Task goal:
Could you copy out all the lines in the material below where the word "each" occurs?

Information:
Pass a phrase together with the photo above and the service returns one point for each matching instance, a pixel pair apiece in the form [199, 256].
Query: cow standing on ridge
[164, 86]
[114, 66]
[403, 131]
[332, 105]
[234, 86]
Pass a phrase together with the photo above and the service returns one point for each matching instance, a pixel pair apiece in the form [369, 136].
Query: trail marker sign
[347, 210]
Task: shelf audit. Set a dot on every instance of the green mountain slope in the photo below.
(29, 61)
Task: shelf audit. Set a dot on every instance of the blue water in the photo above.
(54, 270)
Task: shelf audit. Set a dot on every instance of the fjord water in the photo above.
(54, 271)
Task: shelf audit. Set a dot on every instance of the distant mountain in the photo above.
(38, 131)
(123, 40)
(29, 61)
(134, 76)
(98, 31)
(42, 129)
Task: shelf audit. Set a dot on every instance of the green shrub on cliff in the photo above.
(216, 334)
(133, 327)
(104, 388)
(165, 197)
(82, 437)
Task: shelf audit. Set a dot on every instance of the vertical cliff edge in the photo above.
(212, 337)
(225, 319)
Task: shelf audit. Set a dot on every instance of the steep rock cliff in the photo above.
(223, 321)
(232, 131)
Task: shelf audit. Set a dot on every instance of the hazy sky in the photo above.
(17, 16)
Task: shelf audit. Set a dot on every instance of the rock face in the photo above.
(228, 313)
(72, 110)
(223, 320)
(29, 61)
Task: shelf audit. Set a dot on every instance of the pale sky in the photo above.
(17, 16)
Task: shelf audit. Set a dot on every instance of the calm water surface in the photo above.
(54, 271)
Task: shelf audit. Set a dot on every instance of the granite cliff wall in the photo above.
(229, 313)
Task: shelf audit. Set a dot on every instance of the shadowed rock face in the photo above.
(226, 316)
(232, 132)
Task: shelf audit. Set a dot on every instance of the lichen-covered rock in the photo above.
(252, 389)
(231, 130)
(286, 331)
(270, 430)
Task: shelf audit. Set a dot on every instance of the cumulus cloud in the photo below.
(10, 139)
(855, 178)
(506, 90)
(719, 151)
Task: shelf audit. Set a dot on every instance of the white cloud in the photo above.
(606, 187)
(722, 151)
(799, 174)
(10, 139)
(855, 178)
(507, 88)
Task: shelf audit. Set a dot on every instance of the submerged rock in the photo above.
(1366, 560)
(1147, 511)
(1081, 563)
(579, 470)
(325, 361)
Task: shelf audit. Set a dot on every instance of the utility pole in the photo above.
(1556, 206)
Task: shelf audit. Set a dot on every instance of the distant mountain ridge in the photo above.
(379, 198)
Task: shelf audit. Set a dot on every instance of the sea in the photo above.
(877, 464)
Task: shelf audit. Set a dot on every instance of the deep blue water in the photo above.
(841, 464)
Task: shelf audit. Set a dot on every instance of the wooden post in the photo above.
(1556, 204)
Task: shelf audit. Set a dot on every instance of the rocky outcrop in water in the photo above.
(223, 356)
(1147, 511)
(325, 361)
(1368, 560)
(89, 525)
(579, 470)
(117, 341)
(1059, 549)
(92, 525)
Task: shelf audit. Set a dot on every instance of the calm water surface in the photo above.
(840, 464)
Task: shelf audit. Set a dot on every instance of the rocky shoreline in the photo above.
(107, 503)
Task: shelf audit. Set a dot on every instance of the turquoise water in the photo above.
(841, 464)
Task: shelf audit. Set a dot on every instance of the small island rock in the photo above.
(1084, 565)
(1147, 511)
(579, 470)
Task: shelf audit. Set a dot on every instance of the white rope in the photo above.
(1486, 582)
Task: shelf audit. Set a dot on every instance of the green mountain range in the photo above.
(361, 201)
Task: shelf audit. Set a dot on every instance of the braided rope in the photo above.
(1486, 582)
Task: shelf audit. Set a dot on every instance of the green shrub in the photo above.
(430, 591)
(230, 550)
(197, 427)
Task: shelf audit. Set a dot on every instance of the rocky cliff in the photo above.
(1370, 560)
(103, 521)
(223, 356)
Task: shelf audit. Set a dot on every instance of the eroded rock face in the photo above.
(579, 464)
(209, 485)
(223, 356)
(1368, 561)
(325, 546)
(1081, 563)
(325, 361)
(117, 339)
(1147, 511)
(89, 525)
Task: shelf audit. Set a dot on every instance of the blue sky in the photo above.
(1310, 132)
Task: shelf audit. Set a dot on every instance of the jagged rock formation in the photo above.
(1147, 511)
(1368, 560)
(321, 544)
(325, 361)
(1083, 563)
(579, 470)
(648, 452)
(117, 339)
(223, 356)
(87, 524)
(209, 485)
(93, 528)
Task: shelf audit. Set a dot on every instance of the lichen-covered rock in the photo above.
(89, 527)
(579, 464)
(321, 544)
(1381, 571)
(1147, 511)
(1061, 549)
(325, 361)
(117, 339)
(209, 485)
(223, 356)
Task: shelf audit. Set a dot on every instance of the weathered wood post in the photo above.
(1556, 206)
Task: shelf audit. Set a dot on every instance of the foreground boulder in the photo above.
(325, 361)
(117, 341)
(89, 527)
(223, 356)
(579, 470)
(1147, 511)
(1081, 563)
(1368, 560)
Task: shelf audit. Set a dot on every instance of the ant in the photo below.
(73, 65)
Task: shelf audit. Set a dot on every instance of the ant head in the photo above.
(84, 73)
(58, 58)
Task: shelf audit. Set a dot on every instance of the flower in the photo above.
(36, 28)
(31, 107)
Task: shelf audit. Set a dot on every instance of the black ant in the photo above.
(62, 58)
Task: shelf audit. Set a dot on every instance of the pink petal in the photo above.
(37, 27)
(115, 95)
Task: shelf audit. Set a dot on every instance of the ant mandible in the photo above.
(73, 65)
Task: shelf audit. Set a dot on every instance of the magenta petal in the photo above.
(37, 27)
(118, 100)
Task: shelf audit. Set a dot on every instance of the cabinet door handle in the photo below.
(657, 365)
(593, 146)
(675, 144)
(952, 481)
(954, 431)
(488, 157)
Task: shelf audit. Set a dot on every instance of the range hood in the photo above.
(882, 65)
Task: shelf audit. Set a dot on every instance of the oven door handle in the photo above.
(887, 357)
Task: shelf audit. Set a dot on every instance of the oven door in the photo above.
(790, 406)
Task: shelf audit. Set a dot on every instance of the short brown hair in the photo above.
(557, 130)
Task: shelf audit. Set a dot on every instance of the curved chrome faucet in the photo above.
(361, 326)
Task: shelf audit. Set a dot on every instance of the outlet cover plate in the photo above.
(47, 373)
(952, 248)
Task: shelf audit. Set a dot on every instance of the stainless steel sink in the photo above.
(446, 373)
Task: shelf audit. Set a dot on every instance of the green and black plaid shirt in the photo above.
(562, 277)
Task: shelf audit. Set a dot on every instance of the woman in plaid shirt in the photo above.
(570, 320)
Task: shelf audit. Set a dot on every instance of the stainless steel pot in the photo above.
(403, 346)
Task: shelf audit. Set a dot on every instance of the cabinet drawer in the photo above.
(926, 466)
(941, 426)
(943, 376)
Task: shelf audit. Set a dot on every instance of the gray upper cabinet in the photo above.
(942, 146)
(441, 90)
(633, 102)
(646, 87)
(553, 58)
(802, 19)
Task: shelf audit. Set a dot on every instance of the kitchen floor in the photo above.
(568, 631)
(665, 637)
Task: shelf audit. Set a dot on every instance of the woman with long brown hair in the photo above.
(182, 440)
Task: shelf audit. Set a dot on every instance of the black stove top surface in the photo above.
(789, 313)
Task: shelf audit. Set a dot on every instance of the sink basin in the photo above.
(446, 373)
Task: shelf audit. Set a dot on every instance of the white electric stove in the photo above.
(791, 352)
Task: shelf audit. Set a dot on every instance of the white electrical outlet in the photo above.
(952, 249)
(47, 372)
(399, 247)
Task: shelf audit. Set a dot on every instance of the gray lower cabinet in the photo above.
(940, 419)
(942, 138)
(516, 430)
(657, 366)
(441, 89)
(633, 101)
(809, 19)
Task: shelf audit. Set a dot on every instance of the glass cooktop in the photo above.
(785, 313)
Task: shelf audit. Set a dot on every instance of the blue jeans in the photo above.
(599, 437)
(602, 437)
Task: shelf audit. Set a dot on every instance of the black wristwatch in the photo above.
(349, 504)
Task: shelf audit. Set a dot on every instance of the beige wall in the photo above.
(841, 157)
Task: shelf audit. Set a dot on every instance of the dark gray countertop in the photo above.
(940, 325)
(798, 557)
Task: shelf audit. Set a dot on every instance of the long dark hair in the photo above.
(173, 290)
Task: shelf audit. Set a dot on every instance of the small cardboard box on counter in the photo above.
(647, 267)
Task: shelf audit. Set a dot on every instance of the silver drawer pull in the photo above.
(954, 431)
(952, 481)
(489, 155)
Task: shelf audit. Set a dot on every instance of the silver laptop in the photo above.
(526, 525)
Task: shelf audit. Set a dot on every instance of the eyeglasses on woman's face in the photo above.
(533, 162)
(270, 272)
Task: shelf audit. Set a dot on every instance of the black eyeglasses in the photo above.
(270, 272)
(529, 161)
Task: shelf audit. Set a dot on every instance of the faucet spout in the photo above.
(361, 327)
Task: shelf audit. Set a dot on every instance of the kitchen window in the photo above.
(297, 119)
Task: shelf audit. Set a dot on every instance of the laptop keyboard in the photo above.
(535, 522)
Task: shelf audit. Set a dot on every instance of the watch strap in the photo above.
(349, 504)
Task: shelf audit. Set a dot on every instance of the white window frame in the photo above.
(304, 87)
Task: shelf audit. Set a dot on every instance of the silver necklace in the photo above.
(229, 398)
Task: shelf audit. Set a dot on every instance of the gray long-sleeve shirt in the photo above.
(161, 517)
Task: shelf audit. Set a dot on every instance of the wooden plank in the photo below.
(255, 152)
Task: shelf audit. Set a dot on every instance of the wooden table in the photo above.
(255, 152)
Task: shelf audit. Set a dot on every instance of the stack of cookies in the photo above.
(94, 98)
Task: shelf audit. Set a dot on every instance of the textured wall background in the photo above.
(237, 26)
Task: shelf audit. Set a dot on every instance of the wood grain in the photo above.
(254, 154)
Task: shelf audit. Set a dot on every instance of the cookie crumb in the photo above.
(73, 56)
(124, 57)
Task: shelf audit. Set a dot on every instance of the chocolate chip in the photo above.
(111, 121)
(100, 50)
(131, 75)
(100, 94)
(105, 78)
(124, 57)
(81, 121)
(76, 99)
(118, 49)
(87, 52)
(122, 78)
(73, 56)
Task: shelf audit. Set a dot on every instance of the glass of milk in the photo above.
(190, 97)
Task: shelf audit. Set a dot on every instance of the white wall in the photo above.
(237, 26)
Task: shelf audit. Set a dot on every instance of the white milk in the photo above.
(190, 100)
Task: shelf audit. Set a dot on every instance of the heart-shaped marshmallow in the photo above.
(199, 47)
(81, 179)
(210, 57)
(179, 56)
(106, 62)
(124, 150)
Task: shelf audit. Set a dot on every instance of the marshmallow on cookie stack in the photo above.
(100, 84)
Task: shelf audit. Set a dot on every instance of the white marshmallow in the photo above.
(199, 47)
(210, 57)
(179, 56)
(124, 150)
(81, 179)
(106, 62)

The answer:
Pass a phrase together with the photo above and the service returns one point for each matching instance, a pixel pair apiece in the form [199, 256].
Pass a phrase together with the photo above and the service returns one point for each matching instance, a pixel pair apiece in the form [369, 136].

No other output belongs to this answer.